Le consegne:
1/ Modifica il tratto del brano sullo ius scholae che va da "Non si chiameranno" fino a "i propri natali.", mettendo "musica" al posto di "sport".
2/ Nel brano sullo ius scholae, con quali cibi sono cresciuti i ragazzi e le ragazze a cui lo status civitatis andrebbe conferito?

Brano da leggere:
┌────────
Non si chiameranno Mario, o Maria Rossi, ma parlano la nostra lingua, condividono i nostri valori, studiano nelle nostre scuole, nelle nostre Università, fanno sport con i nostri figli. Eppur lo ius scholae agita i sonni dei soliti noti, i quali, quando si tratta di diritti e immigrazione, alzano le barricate a difesa dei confini e degli italici valori. Suvvia rilassatevi, lo ius scholae è tutt’altro che una rivoluzione di facinorosi che brandiscono cittadinanze come clave. Non è un “facciamoli entrare tutti”, perché questi giovani l’uscio del suolo patrio già l’hanno varcato in tenera età o in Italia hanno visto i propri natali.

Lo ius scholae, per dirla con i giuristi, è null’altro che un mero atto ricognitivo che vuol conferire forma a quel che già è sostanza, è cucire il tricolore al petto di chi lo ha già nel cuore, nel modo di vivere e di pensare. L’Italia ha in grembo una piccola enclave di giovani generazioni di italiani di fatto, confinati in una sorta di zona extraterritoriale, un corpo che ci ostiniamo a considerare estraneo, ma che estraneo non è. La ius scholae, lo ribadiamo, non è dispensar lo status civitatis a chiunque, ma a ragazzi e ragazze cresciuti a pizza, spaghetti e parmigiano, che respirano italianità fin da giovanissimi, che la mattina si seggono sui banchi delle nostre scuole, studiano la storia d’Italia, vivono in un Paese che li ha cresciuti come “cittadini italiani’ conferendo loro professionalità, diplomi ed allori.
└────────
Estratti di dati:
┌────────
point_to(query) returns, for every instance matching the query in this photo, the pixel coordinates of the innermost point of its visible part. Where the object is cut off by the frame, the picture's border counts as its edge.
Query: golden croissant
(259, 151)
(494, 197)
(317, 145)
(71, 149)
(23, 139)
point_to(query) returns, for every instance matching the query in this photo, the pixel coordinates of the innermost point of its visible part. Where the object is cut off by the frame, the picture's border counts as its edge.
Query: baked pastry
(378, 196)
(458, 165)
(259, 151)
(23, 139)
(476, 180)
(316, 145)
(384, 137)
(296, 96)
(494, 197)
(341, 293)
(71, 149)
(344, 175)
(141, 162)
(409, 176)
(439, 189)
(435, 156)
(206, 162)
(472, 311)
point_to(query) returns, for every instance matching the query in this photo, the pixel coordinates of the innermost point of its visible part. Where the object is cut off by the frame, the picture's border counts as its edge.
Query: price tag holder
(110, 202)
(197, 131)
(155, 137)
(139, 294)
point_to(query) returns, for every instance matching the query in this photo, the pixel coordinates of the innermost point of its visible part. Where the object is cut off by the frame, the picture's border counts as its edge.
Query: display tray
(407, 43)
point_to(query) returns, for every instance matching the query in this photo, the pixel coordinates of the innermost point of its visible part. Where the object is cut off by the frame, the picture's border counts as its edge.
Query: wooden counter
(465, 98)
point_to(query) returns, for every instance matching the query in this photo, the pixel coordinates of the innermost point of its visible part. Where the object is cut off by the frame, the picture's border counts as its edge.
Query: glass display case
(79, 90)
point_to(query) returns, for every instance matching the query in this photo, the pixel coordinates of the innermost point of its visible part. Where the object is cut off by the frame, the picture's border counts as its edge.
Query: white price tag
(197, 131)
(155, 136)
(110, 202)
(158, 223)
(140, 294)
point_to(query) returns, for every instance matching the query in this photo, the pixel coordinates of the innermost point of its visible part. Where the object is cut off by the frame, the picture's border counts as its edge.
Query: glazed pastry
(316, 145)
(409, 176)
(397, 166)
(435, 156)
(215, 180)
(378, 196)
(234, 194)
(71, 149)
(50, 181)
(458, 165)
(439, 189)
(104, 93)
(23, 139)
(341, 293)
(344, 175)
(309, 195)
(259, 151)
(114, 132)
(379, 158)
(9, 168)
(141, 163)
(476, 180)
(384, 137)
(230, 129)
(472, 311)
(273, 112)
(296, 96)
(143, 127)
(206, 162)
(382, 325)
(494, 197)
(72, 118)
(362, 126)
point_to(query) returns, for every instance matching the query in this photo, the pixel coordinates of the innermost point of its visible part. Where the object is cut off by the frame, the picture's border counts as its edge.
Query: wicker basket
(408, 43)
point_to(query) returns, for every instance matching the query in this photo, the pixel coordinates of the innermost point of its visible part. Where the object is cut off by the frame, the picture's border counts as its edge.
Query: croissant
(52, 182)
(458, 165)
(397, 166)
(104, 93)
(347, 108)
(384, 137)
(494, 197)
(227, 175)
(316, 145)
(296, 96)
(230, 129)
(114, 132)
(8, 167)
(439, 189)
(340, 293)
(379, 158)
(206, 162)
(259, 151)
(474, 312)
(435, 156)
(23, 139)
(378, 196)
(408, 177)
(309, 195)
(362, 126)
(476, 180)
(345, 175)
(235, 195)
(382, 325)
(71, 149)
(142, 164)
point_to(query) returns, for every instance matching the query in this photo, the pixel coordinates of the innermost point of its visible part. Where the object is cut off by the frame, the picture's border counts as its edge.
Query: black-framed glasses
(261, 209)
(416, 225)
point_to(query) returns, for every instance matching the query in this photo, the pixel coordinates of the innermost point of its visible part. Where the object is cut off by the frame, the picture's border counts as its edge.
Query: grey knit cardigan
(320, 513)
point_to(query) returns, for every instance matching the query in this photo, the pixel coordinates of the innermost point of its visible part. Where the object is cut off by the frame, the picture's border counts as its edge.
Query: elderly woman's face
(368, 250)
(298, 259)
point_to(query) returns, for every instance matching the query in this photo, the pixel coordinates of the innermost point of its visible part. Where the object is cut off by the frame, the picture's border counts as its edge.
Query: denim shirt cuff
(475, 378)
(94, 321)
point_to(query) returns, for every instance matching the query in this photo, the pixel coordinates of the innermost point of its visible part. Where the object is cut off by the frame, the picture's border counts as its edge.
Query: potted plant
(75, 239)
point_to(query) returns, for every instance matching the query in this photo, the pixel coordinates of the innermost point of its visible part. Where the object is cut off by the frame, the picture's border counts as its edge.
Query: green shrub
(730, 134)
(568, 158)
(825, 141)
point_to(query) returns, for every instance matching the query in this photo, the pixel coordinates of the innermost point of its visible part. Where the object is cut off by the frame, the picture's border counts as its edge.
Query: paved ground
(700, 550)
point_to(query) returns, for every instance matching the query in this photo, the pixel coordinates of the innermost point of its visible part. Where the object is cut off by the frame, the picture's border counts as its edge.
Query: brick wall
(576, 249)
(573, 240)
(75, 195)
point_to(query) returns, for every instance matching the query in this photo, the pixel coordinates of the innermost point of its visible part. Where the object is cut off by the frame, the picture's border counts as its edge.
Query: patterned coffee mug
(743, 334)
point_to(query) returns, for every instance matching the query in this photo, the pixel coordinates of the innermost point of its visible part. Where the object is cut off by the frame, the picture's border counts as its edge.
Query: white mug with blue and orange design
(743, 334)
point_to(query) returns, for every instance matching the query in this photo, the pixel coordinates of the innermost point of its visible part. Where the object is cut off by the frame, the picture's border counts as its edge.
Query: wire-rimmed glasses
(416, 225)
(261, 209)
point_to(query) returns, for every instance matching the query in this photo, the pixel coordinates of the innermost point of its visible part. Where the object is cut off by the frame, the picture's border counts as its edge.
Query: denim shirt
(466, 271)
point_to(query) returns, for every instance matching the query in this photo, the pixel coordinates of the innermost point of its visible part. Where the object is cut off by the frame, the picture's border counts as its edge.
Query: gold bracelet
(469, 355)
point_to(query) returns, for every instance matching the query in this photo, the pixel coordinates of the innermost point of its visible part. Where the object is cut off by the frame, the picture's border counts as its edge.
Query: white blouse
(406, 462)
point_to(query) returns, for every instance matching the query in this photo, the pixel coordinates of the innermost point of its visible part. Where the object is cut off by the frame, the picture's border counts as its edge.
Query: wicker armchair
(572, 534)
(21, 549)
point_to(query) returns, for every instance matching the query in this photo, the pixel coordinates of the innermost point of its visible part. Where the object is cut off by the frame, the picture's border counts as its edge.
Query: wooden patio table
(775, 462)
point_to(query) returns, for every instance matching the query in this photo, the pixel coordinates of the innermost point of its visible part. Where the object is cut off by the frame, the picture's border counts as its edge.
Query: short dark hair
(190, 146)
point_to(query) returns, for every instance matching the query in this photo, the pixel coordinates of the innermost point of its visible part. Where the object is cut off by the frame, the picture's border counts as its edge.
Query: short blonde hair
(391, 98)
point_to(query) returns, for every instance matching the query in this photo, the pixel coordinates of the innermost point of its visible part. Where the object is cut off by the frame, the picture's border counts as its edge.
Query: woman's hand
└────────
Soluzioni:
1/
Non si chiameranno Mario, o Maria Rossi, ma parlano la nostra lingua, condividono i nostri valori, studiano nelle nostre scuole, nelle nostre Università, fanno musica con i nostri figli. Eppur lo ius scholae agita i sonni dei soliti noti, i quali, quando si tratta di diritti e immigrazione, alzano le barricate a difesa dei confini e degli italici valori. Suvvia rilassatevi, lo ius scholae è tutt’altro che una rivoluzione di facinorosi che brandiscono cittadinanze come clave. Non è un “facciamoli entrare tutti”, perché questi giovani l’uscio del suolo patrio già l’hanno varcato in tenera età o in Italia hanno visto i propri natali.

2/ Con pizza, spaghetti e parmigiano.